Extract to read:
Why Corporate Worship is Neither Boring Nor Irrelevant - Mark James
A second theological truth revealed about corporate worship is that corporate worship reminds us of who God is and who we are. Our God is called “Lord” which is the personal name of God, Yahweh. This name stresses His nearness to His people/creation (immanence) and that He is the covenant-making and covenant-keeping
God. He is called God (Elohim) which stresses His distance from us (transcendence). The God who meets with His people is wholly other and unlike us in His perfect attributes. He is perfectly holy, loving, just, eternal, infinite, all-powerful, all-knowing, and everywhere present. We are not. So, when we worship God, we are worshipping One who is completely perfect in His Triune being. Yet, He is gracious and merciful to condescend to His people and meet with them to minister through His word His comfort, grace, mercy, rebuke, and correction, so as to strengthen our joy, comfort, trust, devotion, and further mold us to the image of the Lord Jesus Christ. A third name for God in this passage is that He is our Maker. He has created us and fashioned us from our mother’s womb and He has re-created us through faith in Jesus Christ and has made and is making us a new creation in Him. The flip side of this coin is that we belong to this near and far God who has made us. Corporate worship reminds us that we are not our own for the Lord Jesus has bought us with a price (1 Corinthians 6:19-20). It also reminds us that we are God’s sheep. Like real sheep, we are to follow the voice of our Shepherd and are completely dependent upon Him to defend us, protect us, guide us, and be with us through every circumstance of our lives (Psalm 23; John 10:11,14).

Supplied material:
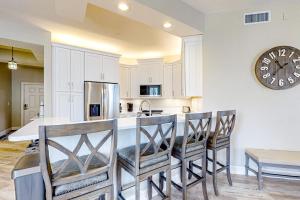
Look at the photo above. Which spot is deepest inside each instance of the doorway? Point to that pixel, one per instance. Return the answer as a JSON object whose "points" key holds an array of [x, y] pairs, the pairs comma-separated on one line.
{"points": [[31, 98]]}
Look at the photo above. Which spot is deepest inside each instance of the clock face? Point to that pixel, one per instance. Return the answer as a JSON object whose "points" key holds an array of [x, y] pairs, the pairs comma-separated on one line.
{"points": [[279, 68]]}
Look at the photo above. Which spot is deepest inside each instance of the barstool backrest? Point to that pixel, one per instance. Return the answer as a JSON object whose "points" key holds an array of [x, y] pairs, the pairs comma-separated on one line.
{"points": [[197, 130], [59, 172], [160, 142], [225, 123]]}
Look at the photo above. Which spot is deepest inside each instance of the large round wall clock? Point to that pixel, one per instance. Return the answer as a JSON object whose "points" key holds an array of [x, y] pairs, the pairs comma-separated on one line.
{"points": [[279, 68]]}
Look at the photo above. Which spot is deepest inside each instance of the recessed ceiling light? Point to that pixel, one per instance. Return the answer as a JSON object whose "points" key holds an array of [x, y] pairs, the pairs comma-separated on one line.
{"points": [[167, 25], [123, 6]]}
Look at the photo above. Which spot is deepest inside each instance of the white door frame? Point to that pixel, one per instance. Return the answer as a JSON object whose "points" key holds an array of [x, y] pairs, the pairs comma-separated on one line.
{"points": [[22, 97]]}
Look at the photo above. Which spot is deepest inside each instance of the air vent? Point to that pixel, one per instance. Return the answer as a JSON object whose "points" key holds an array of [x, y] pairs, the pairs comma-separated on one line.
{"points": [[257, 17]]}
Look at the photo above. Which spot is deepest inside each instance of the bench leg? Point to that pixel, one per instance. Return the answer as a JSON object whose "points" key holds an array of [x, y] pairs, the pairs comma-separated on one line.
{"points": [[259, 176], [247, 165]]}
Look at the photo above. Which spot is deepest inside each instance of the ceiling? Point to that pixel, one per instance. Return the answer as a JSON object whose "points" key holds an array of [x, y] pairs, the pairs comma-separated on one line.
{"points": [[24, 54], [215, 6], [98, 24]]}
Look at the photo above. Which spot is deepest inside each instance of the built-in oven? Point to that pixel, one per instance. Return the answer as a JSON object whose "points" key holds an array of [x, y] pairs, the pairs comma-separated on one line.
{"points": [[150, 90]]}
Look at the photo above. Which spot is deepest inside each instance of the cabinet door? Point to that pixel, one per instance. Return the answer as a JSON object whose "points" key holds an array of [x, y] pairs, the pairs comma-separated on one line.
{"points": [[61, 69], [168, 81], [144, 74], [77, 71], [124, 82], [111, 69], [134, 83], [93, 67], [62, 105], [192, 54], [156, 74], [177, 80], [77, 107]]}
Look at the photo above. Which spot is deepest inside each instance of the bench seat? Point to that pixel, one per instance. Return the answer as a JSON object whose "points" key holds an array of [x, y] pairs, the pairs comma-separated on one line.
{"points": [[277, 157], [271, 158]]}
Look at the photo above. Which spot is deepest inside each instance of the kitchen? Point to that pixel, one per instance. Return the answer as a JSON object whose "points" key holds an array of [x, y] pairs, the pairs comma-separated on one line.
{"points": [[170, 78]]}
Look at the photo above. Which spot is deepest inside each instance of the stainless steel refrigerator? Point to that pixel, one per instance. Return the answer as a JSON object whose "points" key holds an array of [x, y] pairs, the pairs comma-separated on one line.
{"points": [[101, 100]]}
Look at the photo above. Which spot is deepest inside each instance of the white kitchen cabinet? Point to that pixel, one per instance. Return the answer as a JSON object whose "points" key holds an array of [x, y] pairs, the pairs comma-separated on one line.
{"points": [[129, 84], [150, 72], [134, 83], [69, 106], [192, 66], [110, 69], [93, 67], [77, 107], [124, 82], [77, 71], [172, 81], [101, 68], [177, 80], [62, 67], [168, 81], [62, 105]]}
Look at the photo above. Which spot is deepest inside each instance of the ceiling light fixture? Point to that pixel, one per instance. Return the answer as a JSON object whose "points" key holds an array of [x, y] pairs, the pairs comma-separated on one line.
{"points": [[167, 25], [123, 6], [12, 64]]}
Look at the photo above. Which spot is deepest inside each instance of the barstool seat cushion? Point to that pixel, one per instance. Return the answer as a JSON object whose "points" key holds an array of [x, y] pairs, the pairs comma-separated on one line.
{"points": [[222, 141], [72, 169], [178, 146], [128, 154]]}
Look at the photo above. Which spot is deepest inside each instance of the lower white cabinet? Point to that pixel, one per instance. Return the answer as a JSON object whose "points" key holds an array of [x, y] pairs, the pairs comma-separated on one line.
{"points": [[69, 106]]}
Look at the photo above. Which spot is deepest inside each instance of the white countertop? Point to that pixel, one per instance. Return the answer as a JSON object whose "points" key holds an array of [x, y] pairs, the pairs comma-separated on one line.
{"points": [[31, 130]]}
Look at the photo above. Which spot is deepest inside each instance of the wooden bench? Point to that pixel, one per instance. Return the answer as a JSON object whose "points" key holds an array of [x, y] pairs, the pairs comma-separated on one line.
{"points": [[272, 158]]}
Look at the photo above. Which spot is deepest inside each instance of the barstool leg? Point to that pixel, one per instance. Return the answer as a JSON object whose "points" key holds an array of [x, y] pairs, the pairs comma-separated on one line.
{"points": [[228, 165], [168, 184], [204, 189], [161, 181], [214, 173], [191, 168], [184, 180], [137, 188], [149, 187], [119, 178]]}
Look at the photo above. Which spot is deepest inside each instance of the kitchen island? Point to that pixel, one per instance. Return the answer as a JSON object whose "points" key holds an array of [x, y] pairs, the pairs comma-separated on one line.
{"points": [[126, 137]]}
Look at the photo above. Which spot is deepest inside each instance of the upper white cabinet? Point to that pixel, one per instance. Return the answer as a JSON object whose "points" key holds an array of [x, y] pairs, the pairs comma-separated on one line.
{"points": [[129, 85], [61, 69], [172, 87], [68, 68], [150, 72], [101, 68], [71, 67], [110, 69], [93, 67], [168, 81], [77, 71], [124, 82], [192, 66]]}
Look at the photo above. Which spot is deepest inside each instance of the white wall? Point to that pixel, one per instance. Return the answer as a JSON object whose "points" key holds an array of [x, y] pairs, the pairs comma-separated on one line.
{"points": [[265, 118], [15, 29]]}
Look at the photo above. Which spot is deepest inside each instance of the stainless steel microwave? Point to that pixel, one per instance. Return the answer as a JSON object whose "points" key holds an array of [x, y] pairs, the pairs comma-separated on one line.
{"points": [[150, 90]]}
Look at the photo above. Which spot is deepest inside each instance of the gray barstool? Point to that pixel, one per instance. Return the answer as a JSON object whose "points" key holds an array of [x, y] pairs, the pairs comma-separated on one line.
{"points": [[144, 160], [189, 148], [219, 140], [87, 176]]}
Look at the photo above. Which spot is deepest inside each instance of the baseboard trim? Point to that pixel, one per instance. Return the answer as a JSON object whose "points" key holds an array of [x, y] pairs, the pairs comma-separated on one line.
{"points": [[4, 132]]}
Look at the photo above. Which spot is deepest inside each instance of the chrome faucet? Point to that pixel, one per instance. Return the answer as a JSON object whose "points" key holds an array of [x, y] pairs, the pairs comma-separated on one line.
{"points": [[141, 107]]}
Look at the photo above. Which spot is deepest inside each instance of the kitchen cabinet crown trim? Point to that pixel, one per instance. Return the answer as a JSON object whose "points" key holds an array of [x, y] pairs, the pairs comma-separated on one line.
{"points": [[85, 50]]}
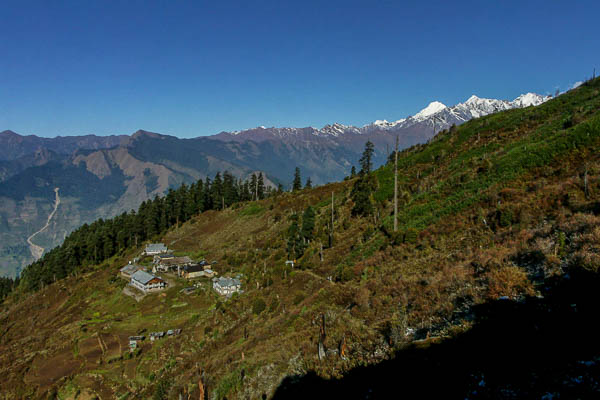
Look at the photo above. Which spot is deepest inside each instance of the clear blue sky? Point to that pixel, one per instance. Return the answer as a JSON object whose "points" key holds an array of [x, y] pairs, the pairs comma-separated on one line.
{"points": [[196, 68]]}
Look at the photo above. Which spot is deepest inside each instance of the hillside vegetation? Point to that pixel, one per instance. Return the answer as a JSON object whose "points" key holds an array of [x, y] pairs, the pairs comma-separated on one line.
{"points": [[486, 290]]}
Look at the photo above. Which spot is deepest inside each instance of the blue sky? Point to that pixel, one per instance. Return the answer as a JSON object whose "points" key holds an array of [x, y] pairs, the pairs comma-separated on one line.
{"points": [[195, 68]]}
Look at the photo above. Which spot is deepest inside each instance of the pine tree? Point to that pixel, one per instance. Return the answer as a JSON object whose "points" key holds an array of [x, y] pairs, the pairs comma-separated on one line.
{"points": [[260, 186], [295, 246], [253, 184], [308, 184], [297, 185], [366, 161], [308, 224], [217, 192]]}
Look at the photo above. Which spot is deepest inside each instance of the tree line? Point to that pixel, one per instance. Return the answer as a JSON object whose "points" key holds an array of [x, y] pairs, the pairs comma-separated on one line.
{"points": [[96, 242]]}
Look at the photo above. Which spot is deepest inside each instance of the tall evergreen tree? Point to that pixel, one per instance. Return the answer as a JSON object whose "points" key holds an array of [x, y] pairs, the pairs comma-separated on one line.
{"points": [[297, 185], [216, 190], [308, 184], [295, 245], [366, 160], [308, 224], [260, 184]]}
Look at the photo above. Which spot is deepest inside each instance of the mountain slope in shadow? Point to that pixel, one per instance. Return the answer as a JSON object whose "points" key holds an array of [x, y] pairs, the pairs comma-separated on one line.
{"points": [[536, 348]]}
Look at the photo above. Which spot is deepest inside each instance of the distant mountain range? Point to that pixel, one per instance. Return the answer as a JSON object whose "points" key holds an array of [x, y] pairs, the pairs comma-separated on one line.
{"points": [[101, 176]]}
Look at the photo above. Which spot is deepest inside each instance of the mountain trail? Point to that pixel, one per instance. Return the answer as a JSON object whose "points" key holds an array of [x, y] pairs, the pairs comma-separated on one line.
{"points": [[37, 251]]}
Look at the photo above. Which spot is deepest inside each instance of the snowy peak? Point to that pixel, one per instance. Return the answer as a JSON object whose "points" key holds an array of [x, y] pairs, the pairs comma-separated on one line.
{"points": [[529, 99], [433, 108], [433, 118]]}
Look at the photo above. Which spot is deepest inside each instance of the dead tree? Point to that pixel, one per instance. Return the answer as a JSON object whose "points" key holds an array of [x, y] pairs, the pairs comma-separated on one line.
{"points": [[322, 336], [396, 187]]}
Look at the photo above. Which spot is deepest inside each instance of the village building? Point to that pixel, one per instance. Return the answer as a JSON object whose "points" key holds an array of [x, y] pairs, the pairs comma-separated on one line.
{"points": [[196, 271], [156, 335], [133, 341], [161, 257], [147, 282], [155, 248], [129, 270], [227, 286], [170, 264]]}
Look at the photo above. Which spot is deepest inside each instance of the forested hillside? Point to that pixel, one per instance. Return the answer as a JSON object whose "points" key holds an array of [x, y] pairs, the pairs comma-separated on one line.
{"points": [[485, 290]]}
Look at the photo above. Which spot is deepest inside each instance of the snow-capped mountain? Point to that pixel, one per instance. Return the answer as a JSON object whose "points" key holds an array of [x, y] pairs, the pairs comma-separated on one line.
{"points": [[424, 124]]}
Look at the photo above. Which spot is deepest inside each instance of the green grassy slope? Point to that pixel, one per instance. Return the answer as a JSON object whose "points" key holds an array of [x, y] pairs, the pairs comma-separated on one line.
{"points": [[502, 207]]}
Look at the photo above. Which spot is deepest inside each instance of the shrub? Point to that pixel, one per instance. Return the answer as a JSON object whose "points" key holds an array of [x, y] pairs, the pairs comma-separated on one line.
{"points": [[258, 306]]}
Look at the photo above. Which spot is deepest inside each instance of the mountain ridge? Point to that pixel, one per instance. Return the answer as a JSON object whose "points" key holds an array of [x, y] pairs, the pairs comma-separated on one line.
{"points": [[101, 177]]}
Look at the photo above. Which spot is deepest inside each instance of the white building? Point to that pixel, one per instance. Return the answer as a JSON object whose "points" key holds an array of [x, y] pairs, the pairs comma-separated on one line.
{"points": [[226, 286], [155, 248], [147, 282]]}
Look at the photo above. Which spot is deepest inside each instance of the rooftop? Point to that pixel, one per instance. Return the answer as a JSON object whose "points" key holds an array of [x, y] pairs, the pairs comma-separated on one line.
{"points": [[130, 268], [156, 247], [143, 277]]}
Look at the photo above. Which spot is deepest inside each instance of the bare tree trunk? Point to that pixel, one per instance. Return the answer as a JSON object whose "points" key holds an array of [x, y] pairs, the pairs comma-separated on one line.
{"points": [[396, 187], [332, 214], [321, 251], [322, 336], [585, 182]]}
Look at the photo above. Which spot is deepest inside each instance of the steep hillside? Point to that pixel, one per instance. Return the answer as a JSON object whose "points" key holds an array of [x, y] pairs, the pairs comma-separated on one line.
{"points": [[110, 175], [486, 291]]}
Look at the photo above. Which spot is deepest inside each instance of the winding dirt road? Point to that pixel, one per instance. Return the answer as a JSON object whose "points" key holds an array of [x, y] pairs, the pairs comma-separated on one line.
{"points": [[37, 251]]}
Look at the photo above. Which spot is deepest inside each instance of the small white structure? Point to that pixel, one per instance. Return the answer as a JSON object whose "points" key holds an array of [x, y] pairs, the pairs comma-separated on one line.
{"points": [[226, 286], [155, 248], [147, 282], [130, 269]]}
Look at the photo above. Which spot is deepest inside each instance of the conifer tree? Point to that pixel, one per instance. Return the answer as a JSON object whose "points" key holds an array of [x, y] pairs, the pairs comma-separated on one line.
{"points": [[295, 246], [253, 185], [217, 192], [308, 184], [308, 224], [297, 185], [366, 160], [260, 187]]}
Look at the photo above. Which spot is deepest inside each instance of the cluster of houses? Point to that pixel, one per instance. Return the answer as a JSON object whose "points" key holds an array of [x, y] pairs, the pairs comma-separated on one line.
{"points": [[142, 280], [134, 340], [227, 286], [185, 267]]}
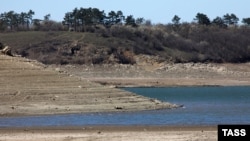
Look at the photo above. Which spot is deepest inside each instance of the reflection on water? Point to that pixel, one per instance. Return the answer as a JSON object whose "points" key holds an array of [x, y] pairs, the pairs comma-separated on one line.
{"points": [[202, 106]]}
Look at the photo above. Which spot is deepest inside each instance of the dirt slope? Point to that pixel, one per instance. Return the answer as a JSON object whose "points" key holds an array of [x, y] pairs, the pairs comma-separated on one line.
{"points": [[29, 88]]}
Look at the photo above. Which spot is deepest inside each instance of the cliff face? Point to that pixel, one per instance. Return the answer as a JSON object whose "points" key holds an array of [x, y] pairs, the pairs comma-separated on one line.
{"points": [[29, 88], [122, 45]]}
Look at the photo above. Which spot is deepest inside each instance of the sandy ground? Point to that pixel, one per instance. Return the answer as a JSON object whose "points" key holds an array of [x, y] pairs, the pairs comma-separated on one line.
{"points": [[112, 134], [30, 88], [164, 74]]}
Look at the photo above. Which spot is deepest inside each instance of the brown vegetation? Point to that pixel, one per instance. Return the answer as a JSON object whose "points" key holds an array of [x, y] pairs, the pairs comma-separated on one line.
{"points": [[120, 44]]}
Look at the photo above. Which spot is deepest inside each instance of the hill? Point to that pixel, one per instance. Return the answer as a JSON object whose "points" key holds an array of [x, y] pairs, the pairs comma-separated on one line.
{"points": [[120, 44]]}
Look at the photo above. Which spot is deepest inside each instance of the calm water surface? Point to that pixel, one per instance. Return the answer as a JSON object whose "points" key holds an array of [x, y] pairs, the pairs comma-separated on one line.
{"points": [[202, 106]]}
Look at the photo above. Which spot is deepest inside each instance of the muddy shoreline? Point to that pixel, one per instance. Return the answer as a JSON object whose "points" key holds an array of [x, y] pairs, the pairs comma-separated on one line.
{"points": [[112, 133]]}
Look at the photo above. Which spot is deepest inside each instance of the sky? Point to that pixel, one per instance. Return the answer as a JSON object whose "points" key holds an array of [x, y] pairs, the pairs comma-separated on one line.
{"points": [[158, 11]]}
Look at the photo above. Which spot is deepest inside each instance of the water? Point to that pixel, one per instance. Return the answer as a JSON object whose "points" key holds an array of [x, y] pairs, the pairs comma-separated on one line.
{"points": [[202, 106]]}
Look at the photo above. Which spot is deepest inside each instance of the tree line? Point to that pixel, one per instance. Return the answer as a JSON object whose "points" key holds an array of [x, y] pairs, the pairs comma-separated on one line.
{"points": [[79, 19]]}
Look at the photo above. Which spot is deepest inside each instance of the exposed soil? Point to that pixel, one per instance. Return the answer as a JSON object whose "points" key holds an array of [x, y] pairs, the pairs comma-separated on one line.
{"points": [[30, 88], [148, 72], [138, 133]]}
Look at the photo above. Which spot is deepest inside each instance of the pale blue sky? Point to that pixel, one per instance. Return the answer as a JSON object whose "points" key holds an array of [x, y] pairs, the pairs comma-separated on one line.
{"points": [[158, 11]]}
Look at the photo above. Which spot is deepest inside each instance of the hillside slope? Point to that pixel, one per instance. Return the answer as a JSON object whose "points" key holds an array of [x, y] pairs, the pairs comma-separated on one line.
{"points": [[28, 88], [121, 44]]}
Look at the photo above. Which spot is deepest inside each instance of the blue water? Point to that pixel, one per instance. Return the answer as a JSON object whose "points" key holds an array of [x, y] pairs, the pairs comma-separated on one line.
{"points": [[202, 106]]}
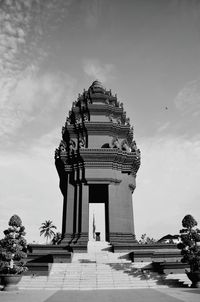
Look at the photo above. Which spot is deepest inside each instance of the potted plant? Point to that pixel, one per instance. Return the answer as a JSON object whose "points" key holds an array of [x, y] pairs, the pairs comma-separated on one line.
{"points": [[13, 251], [190, 248]]}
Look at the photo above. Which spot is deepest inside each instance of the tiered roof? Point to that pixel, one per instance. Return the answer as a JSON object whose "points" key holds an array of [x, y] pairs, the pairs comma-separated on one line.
{"points": [[97, 113]]}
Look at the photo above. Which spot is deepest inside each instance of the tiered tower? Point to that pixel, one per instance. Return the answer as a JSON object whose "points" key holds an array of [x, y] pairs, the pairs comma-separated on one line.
{"points": [[97, 161]]}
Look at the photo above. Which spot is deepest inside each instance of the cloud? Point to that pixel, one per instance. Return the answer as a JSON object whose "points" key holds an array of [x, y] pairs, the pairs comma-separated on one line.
{"points": [[92, 10], [23, 26], [35, 101], [188, 99], [94, 69], [35, 194], [167, 184]]}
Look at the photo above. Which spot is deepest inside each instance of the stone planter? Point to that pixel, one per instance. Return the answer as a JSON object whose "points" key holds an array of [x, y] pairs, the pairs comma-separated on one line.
{"points": [[10, 281], [195, 278]]}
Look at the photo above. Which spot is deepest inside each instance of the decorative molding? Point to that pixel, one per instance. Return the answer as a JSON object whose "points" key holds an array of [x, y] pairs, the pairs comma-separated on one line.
{"points": [[103, 180], [132, 187]]}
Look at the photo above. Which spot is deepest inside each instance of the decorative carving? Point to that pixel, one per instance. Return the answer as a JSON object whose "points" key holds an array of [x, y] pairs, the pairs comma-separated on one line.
{"points": [[131, 187], [115, 143], [78, 118], [133, 146], [135, 149], [72, 145], [68, 121], [81, 143], [111, 118], [121, 105], [127, 121], [85, 117], [119, 120], [57, 153], [125, 146], [63, 147], [63, 130]]}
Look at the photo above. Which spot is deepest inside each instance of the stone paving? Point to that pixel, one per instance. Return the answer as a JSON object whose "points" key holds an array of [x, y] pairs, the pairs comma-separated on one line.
{"points": [[136, 295]]}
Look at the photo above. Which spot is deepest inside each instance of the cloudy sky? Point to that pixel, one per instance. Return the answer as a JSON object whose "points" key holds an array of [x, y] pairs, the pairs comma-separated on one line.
{"points": [[146, 51]]}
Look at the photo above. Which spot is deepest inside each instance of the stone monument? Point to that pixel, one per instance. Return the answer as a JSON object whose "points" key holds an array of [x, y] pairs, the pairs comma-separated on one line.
{"points": [[97, 161]]}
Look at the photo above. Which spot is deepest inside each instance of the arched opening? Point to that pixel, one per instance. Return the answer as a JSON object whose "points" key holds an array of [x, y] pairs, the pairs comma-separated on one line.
{"points": [[106, 145]]}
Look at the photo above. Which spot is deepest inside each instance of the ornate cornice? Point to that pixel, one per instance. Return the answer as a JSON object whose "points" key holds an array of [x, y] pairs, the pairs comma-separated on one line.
{"points": [[100, 128], [114, 159], [97, 180]]}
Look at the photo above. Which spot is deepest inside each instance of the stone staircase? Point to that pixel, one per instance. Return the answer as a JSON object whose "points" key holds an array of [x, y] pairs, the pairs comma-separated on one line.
{"points": [[101, 269]]}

Task instructions:
In the text on corporate worship:
(a) Which name of God is said to stress His nearness to His people?
(b) What does the name God (Elohim) stress?
(c) Which Bible reference is given for the statement that we are not our own?
Rely only on the text on corporate worship.

Written solution:
(a) "Lord," the personal name Yahweh
(b) His distance from us (transcendence)
(c) 1 Corinthians 6:19-20